| Consignes |
1. Selon l'article sur la pièce d'Arne Lygre, qu'est-ce qui permet aux personnages venus s'asseoir sur le banc de garder la tête hors de l'eau ? Répondez en une à trois phrases, s'il vous plaît.
2. Rédigez la suite de l'article sur la pièce d'Arne Lygre en reprenant juste après sa dernière phrase.

| Texte extrait |
━━━━

Le metteur en scène Stéphane Braunschweig poursuit son compagnonnage fructueux avec l’auteur norvégien Arne Lygre et s’empare, avec délicatesse et élégance, de sa dernière pièce où, au long d’histoires de vie entremêlées, l’humanité refait surface.
C’est un lieu calme et paisible, à l’abri du tumulte du monde. Un endroit méconnu, pensent-ils, propice à la réflexion, aux confidences et aux rendez-vous, discrets de préférence. En ce jour d’automne, ce petit coin de terre, coincé entre un cimetière et une rivière, est recouvert de feuilles mortes qui pourraient, comme les souvenirs et les regrets, se ramasser à la pelle. Au milieu de ce tapis ocre et flamboyant, trône un banc d’une belle et élégante simplicité, à l’image des femmes et des hommes qui, les uns après les autres, vont venir s’y asseoir. La plupart ne se connaissent pas, mais tous ont en partage bien plus qu’ils ne le croient, à commencer par cette irrésistible appétence pour la joie qui leur permet de garder la tête hors de l’eau et d’espérer qu’un jour, peut-être celui-ci, l’horizon s’éclaircira et donnera l’occasion à un nouveau printemps de naître.
Parmi eux, il y a d’abord cette « mère » et cette « sœur » venues pour retrouver leur fils et frère, Aksle – seul personnage, avec son conjoint David, à être gratifié d’un prénom par Arne Lygre. Entre elles, l’ambiance est à la fête, celle des retrouvailles, mesurées, mais sincères, émaillées de déclarations d’amour réciproques, de reproches à peine voilés et de confessions nécessaires : tandis que la mère crache sur sa belle-famille et se lamente, à demi-mot, de ne pas voir suffisamment ses enfants, sa fille lui avoue qu’elle ne pourra, de son côté, jamais en avoir. Alors qu’Aksle se fait attendre, elles sont, à leur grand dam, rejointes par un « voisin » qui a accordé un « dernier rendez-vous » à son « ex-femme », puis par une « veuve » et deux « orphelins de père » venus apprécier le lieu de sépulture choisi par leur récent défunt. Au gré des discussions que les uns et les autres entretiennent, se met en place un jeu de résonances subtiles qui, sans qu’ils s’en aperçoivent vraiment, tissent des fils entre les vies de ces inconnus, et les transforment en communauté liée par une même humanité, bientôt mise – littéralement – sens dessus-dessous par l’arrivée d’Aksle et l’annonce de sa décision, ferme et définitive, de « disparaître ».

━━━━

| Données fournies |
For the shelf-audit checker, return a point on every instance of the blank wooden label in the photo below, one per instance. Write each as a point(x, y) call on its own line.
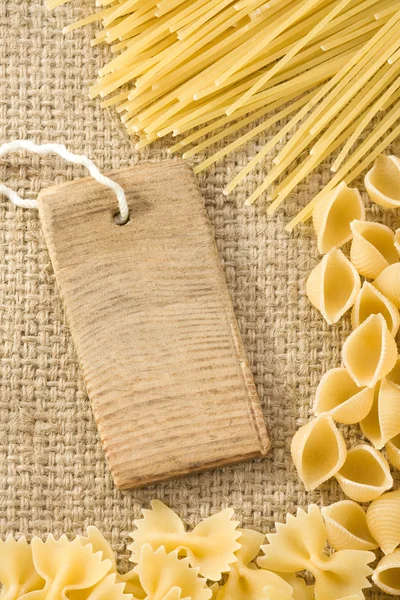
point(153, 324)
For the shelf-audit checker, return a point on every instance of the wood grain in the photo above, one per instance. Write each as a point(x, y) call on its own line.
point(153, 324)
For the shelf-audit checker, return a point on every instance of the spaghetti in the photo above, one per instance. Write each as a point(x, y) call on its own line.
point(207, 68)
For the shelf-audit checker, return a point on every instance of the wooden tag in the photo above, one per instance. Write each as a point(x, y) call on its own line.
point(153, 324)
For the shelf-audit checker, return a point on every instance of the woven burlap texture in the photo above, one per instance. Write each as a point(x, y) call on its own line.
point(53, 475)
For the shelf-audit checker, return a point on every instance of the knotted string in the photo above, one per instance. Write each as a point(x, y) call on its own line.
point(70, 157)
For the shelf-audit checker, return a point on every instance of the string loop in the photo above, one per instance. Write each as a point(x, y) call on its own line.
point(76, 159)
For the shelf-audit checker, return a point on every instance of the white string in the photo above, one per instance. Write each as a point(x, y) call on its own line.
point(72, 158)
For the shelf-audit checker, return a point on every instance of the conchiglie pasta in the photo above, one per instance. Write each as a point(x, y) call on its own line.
point(339, 396)
point(383, 517)
point(382, 182)
point(370, 352)
point(372, 248)
point(383, 421)
point(370, 301)
point(397, 240)
point(365, 475)
point(333, 214)
point(318, 451)
point(388, 283)
point(346, 523)
point(393, 451)
point(387, 574)
point(333, 285)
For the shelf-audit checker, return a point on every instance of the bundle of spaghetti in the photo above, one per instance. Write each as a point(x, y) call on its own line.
point(208, 68)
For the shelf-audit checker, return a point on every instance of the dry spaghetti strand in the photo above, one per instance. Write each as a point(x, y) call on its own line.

━━━━

| Réponses aux exercices |
1. C'est leur irrésistible appétence pour la joie qui leur permet de garder la tête hors de l'eau. Elle leur permet aussi d'espérer qu'un jour, peut-être celui-ci, l'horizon s'éclaircira et donnera l'occasion à un nouveau printemps de naître.

2.
En fin connaisseur d’Arne Lygre, dont il a déjà monté Jours souterrains (Tage Unter), Je disparais, Rien de moi et Nous pour un moment, Stéphane Braunschweig sait parfaitement que son écriture n’a besoin d’aucun surplus de mise en scène pour que sa mécanique dramaturgique produise ses effets. Armé d’une langue simple, celle du quotidien, et de phrases directes qui, si elles semblent parfois achopper, disent en réalité beaucoup avec peu de mots, le dramaturge norvégien dévoile ses personnages par effet rebond – grâce à la franchise de ces inconnus qui n’ont rien à perdre – et transforme autrui en accoucheur de soi, de ses doutes, de ses maux, de ses regrets, de ses manquements aussi qu’il est parfois difficile de voir sans autre forme de miroir. Au-delà de l’aspect ludique du procédé, qui pousse dans une chasse aux ressemblances et aux dissonances intellectuellement stimulante, voire jouissive, cette porosité des vies, à mi-chemin entre Anton Tchekhov et Jon Fosse, s’avère lumineuse dans sa façon de créer un front commun contre l’instabilité de l’existence et la multiplicité des pertes qui, quoi qu’il arrive et qui que l’on soit, la jalonnent – celles d’un amour, d’un parent, d’un frère ou d’un enfant.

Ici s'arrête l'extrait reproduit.